• **SHORT TASK**: Leave out every picture, and output exactly the lines from the line containing "Category: man's nose" through the last line of the data.

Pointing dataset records
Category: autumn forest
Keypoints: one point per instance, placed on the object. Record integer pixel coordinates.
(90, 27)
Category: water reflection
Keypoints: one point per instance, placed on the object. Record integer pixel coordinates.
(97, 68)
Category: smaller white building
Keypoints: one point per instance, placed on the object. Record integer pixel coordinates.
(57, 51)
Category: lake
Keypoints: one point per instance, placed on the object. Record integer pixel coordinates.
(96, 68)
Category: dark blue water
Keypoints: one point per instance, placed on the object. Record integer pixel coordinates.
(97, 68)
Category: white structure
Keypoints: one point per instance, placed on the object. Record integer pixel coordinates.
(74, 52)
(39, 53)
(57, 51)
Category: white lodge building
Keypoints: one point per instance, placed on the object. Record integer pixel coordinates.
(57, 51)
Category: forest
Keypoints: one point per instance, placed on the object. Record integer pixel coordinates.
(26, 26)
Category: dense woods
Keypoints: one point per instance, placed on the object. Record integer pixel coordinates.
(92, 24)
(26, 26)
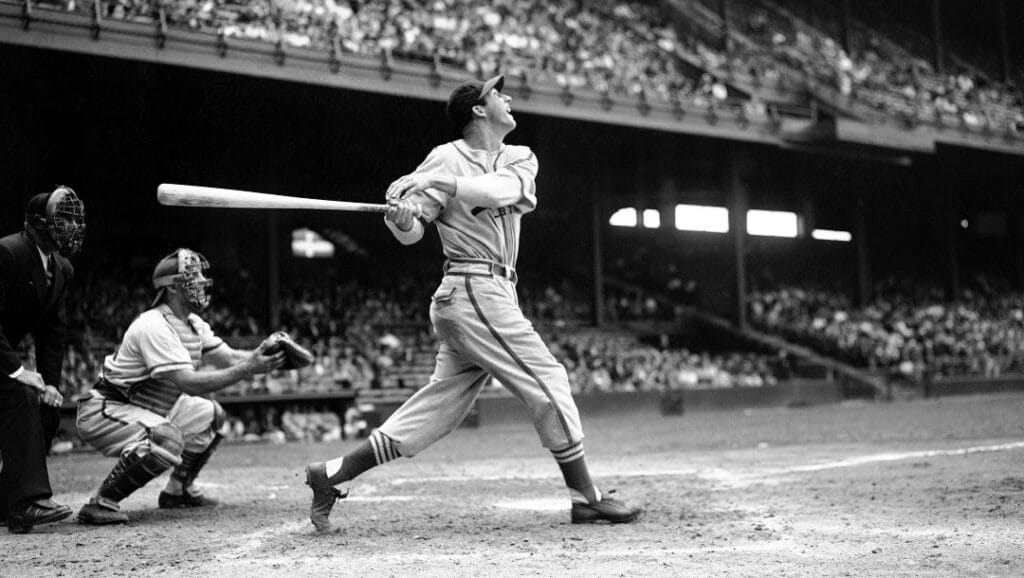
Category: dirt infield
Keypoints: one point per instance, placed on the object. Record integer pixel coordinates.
(930, 488)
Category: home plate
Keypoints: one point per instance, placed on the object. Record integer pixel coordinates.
(541, 504)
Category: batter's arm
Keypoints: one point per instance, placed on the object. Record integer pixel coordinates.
(507, 186)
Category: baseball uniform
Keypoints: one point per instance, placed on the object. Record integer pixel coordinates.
(475, 311)
(128, 400)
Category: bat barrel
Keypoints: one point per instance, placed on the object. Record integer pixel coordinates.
(192, 196)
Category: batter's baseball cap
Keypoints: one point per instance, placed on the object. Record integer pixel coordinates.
(467, 95)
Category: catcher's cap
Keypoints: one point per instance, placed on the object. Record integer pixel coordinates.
(467, 95)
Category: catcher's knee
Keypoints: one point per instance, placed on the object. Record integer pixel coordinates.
(167, 443)
(219, 417)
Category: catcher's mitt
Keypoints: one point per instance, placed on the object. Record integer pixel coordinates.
(296, 357)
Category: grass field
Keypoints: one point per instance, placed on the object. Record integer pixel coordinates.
(924, 488)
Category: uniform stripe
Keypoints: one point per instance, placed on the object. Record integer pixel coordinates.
(212, 347)
(469, 158)
(383, 447)
(516, 359)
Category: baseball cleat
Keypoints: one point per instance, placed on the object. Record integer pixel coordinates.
(608, 509)
(325, 495)
(186, 499)
(94, 513)
(35, 513)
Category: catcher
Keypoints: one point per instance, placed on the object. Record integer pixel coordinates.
(146, 407)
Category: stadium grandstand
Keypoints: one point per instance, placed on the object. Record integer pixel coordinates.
(810, 199)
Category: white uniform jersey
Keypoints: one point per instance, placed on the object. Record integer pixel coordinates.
(475, 233)
(158, 341)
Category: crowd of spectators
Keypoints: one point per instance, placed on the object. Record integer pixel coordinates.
(620, 47)
(769, 42)
(911, 334)
(600, 362)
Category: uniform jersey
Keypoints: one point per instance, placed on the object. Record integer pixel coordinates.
(157, 342)
(476, 233)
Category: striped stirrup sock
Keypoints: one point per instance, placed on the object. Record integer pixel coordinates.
(376, 450)
(384, 450)
(573, 465)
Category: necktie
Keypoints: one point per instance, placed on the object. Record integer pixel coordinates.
(49, 270)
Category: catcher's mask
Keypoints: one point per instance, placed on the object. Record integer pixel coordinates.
(183, 271)
(60, 215)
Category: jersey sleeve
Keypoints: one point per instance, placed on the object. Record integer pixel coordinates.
(512, 184)
(159, 346)
(524, 167)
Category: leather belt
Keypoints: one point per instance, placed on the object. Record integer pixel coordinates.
(479, 267)
(110, 391)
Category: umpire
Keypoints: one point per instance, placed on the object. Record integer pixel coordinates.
(35, 275)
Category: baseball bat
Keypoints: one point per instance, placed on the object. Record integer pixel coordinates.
(189, 196)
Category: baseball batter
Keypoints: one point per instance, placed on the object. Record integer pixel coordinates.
(476, 191)
(146, 408)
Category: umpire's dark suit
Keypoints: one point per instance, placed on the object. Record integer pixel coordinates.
(29, 303)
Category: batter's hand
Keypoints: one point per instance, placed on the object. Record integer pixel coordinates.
(258, 363)
(51, 397)
(32, 379)
(401, 213)
(409, 184)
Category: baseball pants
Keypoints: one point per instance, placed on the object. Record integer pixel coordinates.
(115, 427)
(483, 334)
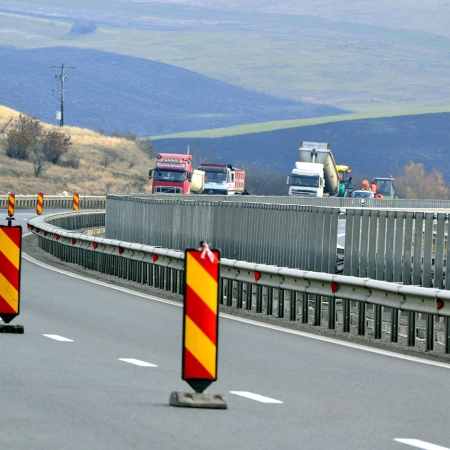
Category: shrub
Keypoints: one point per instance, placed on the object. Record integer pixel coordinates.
(54, 144)
(22, 137)
(70, 159)
(146, 146)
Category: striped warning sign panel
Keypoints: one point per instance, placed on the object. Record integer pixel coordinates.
(11, 204)
(76, 201)
(200, 325)
(40, 204)
(10, 256)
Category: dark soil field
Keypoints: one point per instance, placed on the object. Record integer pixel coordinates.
(371, 147)
(109, 91)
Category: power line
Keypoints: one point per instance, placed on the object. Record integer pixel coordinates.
(62, 78)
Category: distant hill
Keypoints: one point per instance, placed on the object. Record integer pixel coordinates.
(107, 91)
(371, 147)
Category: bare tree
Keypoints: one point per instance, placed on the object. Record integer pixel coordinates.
(54, 144)
(22, 136)
(108, 158)
(146, 146)
(39, 161)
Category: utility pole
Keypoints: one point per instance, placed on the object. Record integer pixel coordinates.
(62, 78)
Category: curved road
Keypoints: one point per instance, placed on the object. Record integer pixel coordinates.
(97, 363)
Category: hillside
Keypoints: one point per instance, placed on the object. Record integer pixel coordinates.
(371, 147)
(107, 91)
(363, 57)
(125, 172)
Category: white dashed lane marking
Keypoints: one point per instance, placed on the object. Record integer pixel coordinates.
(137, 362)
(421, 444)
(257, 397)
(57, 338)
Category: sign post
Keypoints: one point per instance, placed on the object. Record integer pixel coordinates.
(10, 259)
(200, 329)
(40, 203)
(76, 201)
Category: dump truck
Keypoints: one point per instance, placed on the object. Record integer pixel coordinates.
(223, 179)
(173, 174)
(346, 186)
(381, 187)
(315, 174)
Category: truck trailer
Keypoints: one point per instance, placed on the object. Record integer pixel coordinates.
(315, 174)
(173, 174)
(222, 179)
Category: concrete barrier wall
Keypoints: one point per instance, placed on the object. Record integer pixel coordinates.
(303, 237)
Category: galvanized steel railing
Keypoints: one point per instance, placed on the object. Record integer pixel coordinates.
(393, 311)
(400, 245)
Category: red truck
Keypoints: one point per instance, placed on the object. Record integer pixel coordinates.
(173, 174)
(223, 179)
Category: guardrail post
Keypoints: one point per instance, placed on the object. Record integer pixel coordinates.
(240, 294)
(331, 313)
(229, 292)
(394, 325)
(317, 309)
(269, 310)
(280, 312)
(378, 320)
(430, 332)
(447, 334)
(305, 307)
(249, 296)
(411, 329)
(293, 307)
(346, 316)
(361, 318)
(169, 272)
(221, 290)
(259, 304)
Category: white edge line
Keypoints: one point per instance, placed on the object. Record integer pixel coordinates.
(137, 362)
(243, 320)
(421, 444)
(257, 397)
(56, 337)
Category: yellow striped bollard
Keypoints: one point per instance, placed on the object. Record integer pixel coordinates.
(10, 258)
(76, 201)
(11, 204)
(40, 204)
(200, 328)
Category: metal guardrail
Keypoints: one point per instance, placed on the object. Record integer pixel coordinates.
(336, 202)
(55, 202)
(274, 291)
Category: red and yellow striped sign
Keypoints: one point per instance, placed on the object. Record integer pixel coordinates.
(76, 200)
(40, 204)
(200, 327)
(11, 204)
(10, 256)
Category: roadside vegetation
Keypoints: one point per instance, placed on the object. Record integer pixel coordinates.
(37, 157)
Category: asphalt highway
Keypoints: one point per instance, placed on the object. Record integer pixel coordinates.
(97, 363)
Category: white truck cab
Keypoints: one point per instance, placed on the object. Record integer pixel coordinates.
(306, 180)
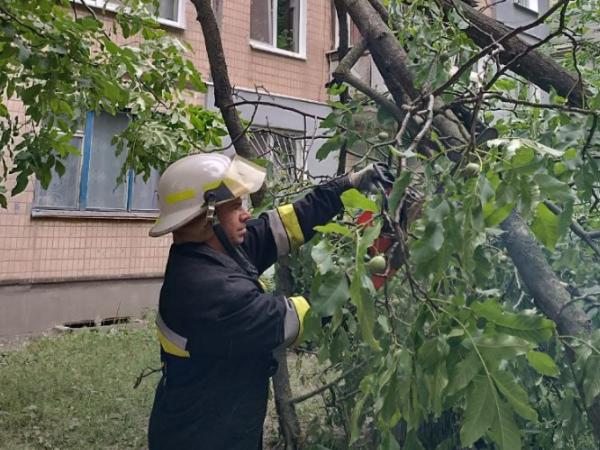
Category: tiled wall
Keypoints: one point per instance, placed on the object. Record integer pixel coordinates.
(37, 249)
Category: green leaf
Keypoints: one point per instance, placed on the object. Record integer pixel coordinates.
(365, 308)
(479, 413)
(332, 144)
(554, 188)
(425, 248)
(545, 226)
(389, 442)
(532, 327)
(333, 292)
(464, 372)
(504, 431)
(494, 214)
(543, 363)
(412, 441)
(523, 157)
(501, 346)
(364, 393)
(591, 379)
(322, 255)
(398, 190)
(353, 199)
(333, 228)
(22, 181)
(515, 394)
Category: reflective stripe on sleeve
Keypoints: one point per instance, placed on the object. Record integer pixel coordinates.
(170, 341)
(277, 229)
(300, 308)
(291, 225)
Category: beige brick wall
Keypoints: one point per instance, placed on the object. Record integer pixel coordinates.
(37, 249)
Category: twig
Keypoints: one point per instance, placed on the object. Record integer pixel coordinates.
(325, 387)
(577, 229)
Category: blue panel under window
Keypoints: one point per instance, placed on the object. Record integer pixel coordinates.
(90, 179)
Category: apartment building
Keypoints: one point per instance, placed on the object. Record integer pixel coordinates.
(79, 252)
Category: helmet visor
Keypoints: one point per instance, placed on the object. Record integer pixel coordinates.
(242, 177)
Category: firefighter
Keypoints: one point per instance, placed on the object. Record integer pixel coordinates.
(217, 327)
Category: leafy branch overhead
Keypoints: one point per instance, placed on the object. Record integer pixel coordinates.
(497, 169)
(61, 61)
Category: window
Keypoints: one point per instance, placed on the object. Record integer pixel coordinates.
(353, 32)
(89, 181)
(218, 11)
(279, 25)
(532, 5)
(170, 12)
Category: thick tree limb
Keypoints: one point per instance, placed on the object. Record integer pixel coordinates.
(549, 294)
(220, 78)
(576, 228)
(539, 69)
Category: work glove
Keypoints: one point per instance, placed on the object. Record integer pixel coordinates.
(372, 178)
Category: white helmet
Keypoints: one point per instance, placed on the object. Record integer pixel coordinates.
(191, 184)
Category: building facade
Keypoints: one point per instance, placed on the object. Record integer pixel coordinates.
(79, 252)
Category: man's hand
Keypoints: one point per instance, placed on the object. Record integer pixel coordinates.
(371, 178)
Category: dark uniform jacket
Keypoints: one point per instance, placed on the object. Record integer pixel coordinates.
(218, 328)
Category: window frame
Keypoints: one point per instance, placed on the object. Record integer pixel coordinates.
(83, 209)
(112, 7)
(272, 48)
(529, 5)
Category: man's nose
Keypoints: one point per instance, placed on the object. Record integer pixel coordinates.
(245, 215)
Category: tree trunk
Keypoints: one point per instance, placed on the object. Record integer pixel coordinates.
(549, 295)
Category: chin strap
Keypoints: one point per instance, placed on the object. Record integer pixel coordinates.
(236, 253)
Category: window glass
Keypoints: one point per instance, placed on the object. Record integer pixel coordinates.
(261, 21)
(145, 193)
(63, 192)
(218, 10)
(168, 9)
(102, 189)
(287, 24)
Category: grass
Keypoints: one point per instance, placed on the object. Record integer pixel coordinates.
(75, 391)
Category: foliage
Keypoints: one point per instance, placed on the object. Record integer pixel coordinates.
(61, 61)
(455, 338)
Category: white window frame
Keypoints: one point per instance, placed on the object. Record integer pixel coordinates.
(301, 54)
(531, 5)
(112, 6)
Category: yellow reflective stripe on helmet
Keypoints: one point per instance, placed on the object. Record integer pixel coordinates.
(171, 348)
(301, 306)
(212, 185)
(291, 225)
(181, 196)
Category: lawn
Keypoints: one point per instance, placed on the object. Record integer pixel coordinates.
(75, 391)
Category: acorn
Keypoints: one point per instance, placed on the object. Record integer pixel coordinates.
(377, 264)
(472, 170)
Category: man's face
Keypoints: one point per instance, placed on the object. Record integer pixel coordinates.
(233, 217)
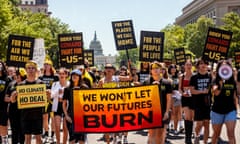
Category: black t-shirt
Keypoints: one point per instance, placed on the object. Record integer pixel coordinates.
(224, 102)
(12, 87)
(31, 113)
(48, 80)
(201, 82)
(164, 88)
(67, 95)
(175, 82)
(4, 81)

• **RIGHT ANSWER**:
Category: man's nose
Keypoints: one point per instance, placed on the object. Record integer pixel coordinates.
(245, 215)
Category: tree trunk
Keypoints: one point per instance, placed on the object. Record integer pixel coordinates.
(549, 295)
Category: chin strap
Keypoints: one point per instance, placed on the object. Record integer pixel coordinates.
(236, 253)
Category: window glass
Keypoints: one point per instance, placed on the object. Record integer pixel coordinates.
(261, 21)
(145, 193)
(63, 192)
(218, 10)
(168, 9)
(102, 189)
(287, 24)
Category: grass
Keypoints: one point per instance, placed on the object. Record integer pixel coordinates.
(75, 391)
Category: foliage
Keypoints: one point per instance, placed on the object. Record integer pixel coordinates.
(61, 61)
(455, 338)
Category: white window frame
Keypoints: one point per instance, placed on the object. Record integer pixel coordinates.
(301, 54)
(531, 5)
(112, 6)
Category: yellow reflective stripe on helmet
Keypoints: one point per instance, placed on the object. Record integer pixel coordinates.
(171, 348)
(301, 306)
(212, 185)
(291, 225)
(181, 196)
Category: lawn
Keypoints: one point per instance, placed on the object. Record integer pixel coordinates.
(75, 391)
Category: acorn
Keypoints: one point per instance, placed on the object. Record integer pixel coordinates.
(377, 264)
(472, 170)
Category: man's face
Keypoints: one point per instance, placed on the object. Record integer pixel coordinates.
(233, 217)
Category: black t-shirt
Keypoints: one point per instance, placed on the object. Record integer pixel coordinates.
(224, 102)
(12, 87)
(31, 113)
(48, 80)
(201, 82)
(164, 88)
(67, 95)
(175, 82)
(4, 81)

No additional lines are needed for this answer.